- **FRAGMENTO**
----------------------------------------

Cambiemos de tercio.
Pongamos otro ejemplo de objeto sensiblemente suprasensible. En una acera al
lado de un supermercado pasean un padre y un hijo de dos años. El padre lleva
bajo uno de sus brazos un perro de plástico con ruedas, de unos 20 centímetros.
En un momento dado el niño se para; y señalando con la mano abierta hacia el
perro de plástico, dice “guauguau”. El padre tardó un cierto tiempo en
comprender la intención del niño, que le vuelve a repetir señalando al juguete
“guauguau”. El padre le da el perro al niño, quien lo pone detrás de él y se
pone a caminar arrastrándolo con una cuerda. A los diez pasos el niño coge el
perro de plástico se lo pone bajo su brazo y le da la mano al padre y siguen
caminando. El perro de plástico es un objeto sensiblemente suprasensible.

----------------------------------------

- **DATOS PROPORCIONADOS**
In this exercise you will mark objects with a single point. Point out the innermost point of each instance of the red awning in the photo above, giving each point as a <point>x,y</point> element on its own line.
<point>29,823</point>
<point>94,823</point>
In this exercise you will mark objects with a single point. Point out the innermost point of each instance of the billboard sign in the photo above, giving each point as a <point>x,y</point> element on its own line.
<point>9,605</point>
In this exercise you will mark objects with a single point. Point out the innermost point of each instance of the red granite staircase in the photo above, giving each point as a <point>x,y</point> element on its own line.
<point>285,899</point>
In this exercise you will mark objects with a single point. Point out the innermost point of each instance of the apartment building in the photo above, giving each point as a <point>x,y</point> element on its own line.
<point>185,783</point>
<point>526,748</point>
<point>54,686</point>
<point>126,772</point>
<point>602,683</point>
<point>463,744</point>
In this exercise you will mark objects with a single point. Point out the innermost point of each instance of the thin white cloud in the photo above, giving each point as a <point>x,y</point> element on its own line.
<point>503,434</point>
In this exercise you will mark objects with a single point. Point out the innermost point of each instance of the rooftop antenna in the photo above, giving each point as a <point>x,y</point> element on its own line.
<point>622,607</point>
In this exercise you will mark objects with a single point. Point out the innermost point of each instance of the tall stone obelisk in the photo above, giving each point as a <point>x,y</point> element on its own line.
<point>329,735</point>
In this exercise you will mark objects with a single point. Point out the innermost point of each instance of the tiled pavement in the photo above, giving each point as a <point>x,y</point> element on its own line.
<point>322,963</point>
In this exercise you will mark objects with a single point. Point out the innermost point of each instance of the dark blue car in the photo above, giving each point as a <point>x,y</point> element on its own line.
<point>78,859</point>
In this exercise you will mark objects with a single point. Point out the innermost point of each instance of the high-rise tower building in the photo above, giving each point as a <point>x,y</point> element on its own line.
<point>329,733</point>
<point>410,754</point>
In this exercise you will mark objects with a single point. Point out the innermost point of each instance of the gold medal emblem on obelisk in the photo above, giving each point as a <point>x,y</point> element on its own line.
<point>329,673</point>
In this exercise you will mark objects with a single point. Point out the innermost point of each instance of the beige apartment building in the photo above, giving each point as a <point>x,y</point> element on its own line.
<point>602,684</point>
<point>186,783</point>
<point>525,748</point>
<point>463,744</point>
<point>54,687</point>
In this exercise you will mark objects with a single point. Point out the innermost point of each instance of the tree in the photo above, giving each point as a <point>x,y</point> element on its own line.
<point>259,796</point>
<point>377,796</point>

----------------------------------------

- **EJERCICIOS PROPUESTOS**
1. Según el fragmento:
(a) ¿Qué edad tiene el hijo?
(b) ¿Cuánto mide aproximadamente el perro de plástico?
(c) ¿A los cuántos pasos coge el niño el perro?
2. Cita el fragmento desde "Cambiemos de tercio." hasta "unos 20 centímetros.".
Para responder, usa únicamente el fragmento.

- **RESPUESTAS ORDENADAS**
1.
(a) Dos años.
(b) Unos 20 centímetros.
(c) A los diez pasos.

2.
Cambiemos de tercio.
Pongamos otro ejemplo de objeto sensiblemente suprasensible. En una acera al
lado de un supermercado pasean un padre y un hijo de dos años. El padre lleva
bajo uno de sus brazos un perro de plástico con ruedas, de unos 20 centímetros.